What is needed.
Retype every entry word for word.

Data supplied.
** Start **

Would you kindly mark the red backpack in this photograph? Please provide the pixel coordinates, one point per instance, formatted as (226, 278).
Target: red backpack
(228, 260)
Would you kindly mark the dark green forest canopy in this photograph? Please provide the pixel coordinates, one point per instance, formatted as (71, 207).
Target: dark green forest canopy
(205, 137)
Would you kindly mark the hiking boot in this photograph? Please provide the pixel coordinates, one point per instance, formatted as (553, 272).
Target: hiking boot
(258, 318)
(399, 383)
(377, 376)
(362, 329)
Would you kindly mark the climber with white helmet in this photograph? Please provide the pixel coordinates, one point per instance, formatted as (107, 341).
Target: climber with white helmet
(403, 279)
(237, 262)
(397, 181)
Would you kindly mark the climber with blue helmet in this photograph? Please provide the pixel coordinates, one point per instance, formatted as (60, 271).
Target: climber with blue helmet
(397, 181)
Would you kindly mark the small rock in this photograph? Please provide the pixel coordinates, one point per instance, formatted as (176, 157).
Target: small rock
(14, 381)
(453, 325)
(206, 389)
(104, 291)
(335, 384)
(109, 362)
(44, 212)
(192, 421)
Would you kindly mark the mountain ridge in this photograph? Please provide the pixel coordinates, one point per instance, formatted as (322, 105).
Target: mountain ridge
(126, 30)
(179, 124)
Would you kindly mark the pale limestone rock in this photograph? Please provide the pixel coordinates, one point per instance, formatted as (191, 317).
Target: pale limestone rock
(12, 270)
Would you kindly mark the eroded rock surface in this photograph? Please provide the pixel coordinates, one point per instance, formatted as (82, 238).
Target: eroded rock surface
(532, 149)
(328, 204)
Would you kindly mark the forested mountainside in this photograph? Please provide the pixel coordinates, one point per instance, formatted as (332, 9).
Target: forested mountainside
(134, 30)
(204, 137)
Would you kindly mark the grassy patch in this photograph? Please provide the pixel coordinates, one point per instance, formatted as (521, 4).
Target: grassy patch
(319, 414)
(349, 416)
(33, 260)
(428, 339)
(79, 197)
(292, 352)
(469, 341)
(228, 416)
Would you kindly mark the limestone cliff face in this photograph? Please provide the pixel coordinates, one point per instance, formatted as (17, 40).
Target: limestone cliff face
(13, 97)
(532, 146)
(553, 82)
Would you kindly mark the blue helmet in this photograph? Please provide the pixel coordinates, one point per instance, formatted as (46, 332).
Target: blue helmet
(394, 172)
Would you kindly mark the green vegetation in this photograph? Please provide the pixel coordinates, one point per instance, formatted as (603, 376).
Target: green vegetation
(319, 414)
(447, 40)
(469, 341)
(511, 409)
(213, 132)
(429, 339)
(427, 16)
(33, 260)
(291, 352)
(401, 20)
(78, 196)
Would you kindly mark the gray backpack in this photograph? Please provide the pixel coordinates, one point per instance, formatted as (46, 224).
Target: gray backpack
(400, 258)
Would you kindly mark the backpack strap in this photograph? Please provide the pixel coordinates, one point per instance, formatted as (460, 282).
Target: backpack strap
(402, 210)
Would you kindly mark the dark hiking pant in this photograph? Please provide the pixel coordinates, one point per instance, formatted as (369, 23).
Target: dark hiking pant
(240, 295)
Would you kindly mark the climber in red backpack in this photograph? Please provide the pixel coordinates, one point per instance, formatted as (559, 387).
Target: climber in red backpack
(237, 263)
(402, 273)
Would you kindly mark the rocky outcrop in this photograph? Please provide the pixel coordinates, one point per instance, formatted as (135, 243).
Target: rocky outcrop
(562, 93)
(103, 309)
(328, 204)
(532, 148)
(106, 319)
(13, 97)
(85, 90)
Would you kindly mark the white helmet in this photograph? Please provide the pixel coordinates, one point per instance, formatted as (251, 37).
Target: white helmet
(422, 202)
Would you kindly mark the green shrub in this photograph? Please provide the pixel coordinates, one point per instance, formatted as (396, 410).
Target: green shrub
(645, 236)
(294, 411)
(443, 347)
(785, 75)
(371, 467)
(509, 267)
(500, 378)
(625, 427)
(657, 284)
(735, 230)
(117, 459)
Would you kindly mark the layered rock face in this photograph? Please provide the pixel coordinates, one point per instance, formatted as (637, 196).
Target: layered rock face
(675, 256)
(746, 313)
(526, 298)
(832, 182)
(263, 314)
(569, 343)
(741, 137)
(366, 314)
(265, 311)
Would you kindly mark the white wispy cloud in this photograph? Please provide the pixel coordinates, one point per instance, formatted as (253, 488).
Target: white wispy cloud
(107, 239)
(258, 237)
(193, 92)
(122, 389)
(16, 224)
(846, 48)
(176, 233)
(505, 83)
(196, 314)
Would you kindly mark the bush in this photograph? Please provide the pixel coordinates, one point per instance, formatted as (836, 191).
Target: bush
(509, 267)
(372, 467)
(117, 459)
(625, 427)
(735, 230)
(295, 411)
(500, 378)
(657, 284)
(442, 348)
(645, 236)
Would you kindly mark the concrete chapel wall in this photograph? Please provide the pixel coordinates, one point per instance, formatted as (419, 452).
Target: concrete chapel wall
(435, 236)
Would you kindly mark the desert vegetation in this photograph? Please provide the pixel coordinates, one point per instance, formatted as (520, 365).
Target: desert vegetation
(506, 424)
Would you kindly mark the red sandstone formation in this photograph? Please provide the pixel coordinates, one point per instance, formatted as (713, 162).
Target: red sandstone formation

** End **

Solution for this task.
Would you kindly mark the red backpack in this photograph? Please provide the pixel coordinates, one point per instance, formatted as (226, 278).
Target: red backpack
(228, 260)
Would you kindly mark the dark green forest canopy in this photograph? Please provide the pixel coordinates, one point per instance, formatted as (71, 207).
Target: dark green forest canopy
(205, 137)
Would you kindly mark the hiking boot in this photograph? Please provide the pixel coordinates, one point per instance, formatted as (553, 272).
Target: hiking boot
(258, 318)
(399, 383)
(377, 376)
(362, 329)
Would you kindly mark the climber with white helmet in this photograph? Please provide the pixel coordinates, one point per instance, formatted as (107, 341).
Target: climber with white helmet
(403, 279)
(237, 262)
(397, 181)
Would you kindly mark the climber with blue helmet in this photograph? Please provide the pixel coordinates, one point per instance, formatted as (60, 271).
Target: climber with blue helmet
(397, 181)
Would you kindly mark the small rock in this photograph? Please provide the pixel coordinates, one point per instance, formatted as (176, 157).
Target: small rock
(14, 381)
(453, 325)
(206, 389)
(104, 291)
(335, 384)
(109, 362)
(44, 212)
(192, 421)
Would you kindly mark the mountain ridge in this photograph? Please provide the pixel coordinates, one point per instance, formatted as (322, 105).
Target: mountain ridge
(126, 30)
(179, 124)
Would you kindly mark the pale limestone rock in this photograph? Please provide the pixel coordinates, one point per instance, formatted as (191, 317).
Target: pale limestone rock
(12, 270)
Would you kindly mark the eroded rock surface in this photograph? Please provide the pixel coordinates, one point per instance, formatted as (82, 238).
Target: eroded rock surface
(532, 149)
(328, 204)
Would you kindly mark the forested mountainside in this photograph? Please provide the pixel coordinates, one point per instance, formatted as (332, 9).
Target: forested mountainside
(134, 30)
(204, 137)
Would you kindly mark the grassy patch in this photograph? Please provide the pixel coordinates, one point per instance, formatted as (521, 4).
Target: grassy patch
(319, 414)
(349, 416)
(33, 260)
(428, 339)
(79, 197)
(292, 352)
(469, 341)
(228, 416)
Would you kindly mark the limestone cliff face in this photograph? Please provide the pixel coordinates, one point per instance, formatted as (17, 40).
Target: limestone cliff face
(13, 97)
(532, 146)
(553, 82)
Would you kindly mark the blue helmet in this photograph? Please provide the pixel coordinates, one point per instance, formatted as (46, 332).
Target: blue helmet
(394, 172)
Would you kindly mark the green vegetation in this photograph? Please provide the pixel coordinates, one point per instance, formatted as (603, 376).
Target: green vegetation
(319, 414)
(447, 40)
(469, 341)
(511, 409)
(213, 132)
(429, 339)
(427, 16)
(33, 260)
(291, 352)
(401, 20)
(78, 196)
Would you kindly mark the gray backpack in this photograph? Please provide the pixel coordinates, one point per instance, formatted as (46, 224).
Target: gray backpack
(400, 258)
Would you kindly mark the backpack strap in this photograph? Please provide the pixel coordinates, one point per instance, formatted as (460, 282).
Target: backpack strap
(402, 210)
Would you kindly mark the dark hiking pant in this photograph? Please provide the pixel coordinates, one point per instance, formatted as (369, 23).
Target: dark hiking pant
(240, 295)
Would you kindly mark the climber in red backpack in this photograph? Please provide the pixel coordinates, one point per instance, formatted as (559, 387).
Target: climber in red backpack
(237, 263)
(402, 273)
Would you kindly mark the rocky outcrop in this photograph? Please provide the pixel coordinates, one point per instance, formatted as (135, 243).
Target: rocky outcrop
(562, 93)
(103, 309)
(328, 204)
(532, 148)
(106, 319)
(13, 97)
(85, 90)
Would you kindly mark the white helmet in this photograph? Please provide the pixel coordinates, one point per instance, formatted as (251, 37).
Target: white helmet
(422, 202)
Would you kindly mark the green shrub in this photograph? Please provide the pixel coordinates, one point per instance, formatted as (396, 410).
Target: green shrub
(645, 236)
(294, 411)
(443, 347)
(785, 75)
(371, 467)
(509, 267)
(500, 378)
(625, 427)
(657, 284)
(735, 230)
(117, 459)
Would you kindly mark the layered rock face in this photograph? Please provide the pixel coordinates, one point per instance, formatted as (637, 196).
Target: layered rock face
(675, 256)
(746, 313)
(526, 298)
(832, 182)
(263, 314)
(569, 343)
(741, 137)
(366, 314)
(265, 311)
Would you kindly mark the white wispy cloud in this photograph? Please provide the pixel coordinates, one point per instance, formatted as (253, 488).
Target: white wispy cloud
(107, 239)
(258, 237)
(193, 92)
(122, 389)
(16, 224)
(846, 48)
(176, 233)
(505, 83)
(196, 314)
Would you kindly mark the bush in this photograph? Please provide the pixel coordinates, one point per instance, formatted as (836, 191).
Target: bush
(509, 267)
(372, 467)
(117, 459)
(625, 427)
(735, 230)
(295, 411)
(500, 378)
(657, 284)
(442, 348)
(645, 236)
Would you kindly mark the concrete chapel wall in this photograph? Please provide the pixel coordinates, one point per instance, formatted as (419, 452).
Target: concrete chapel wall
(435, 236)
Would you kindly mark the desert vegetation in this photograph? Please provide the pixel coordinates, one point per instance, formatted as (520, 365).
Target: desert vegetation
(506, 424)
Would you kindly mark the red sandstone formation in this photograph? Please provide the pixel coordinates, one point per instance, formatted as (713, 162).
Target: red sandstone formation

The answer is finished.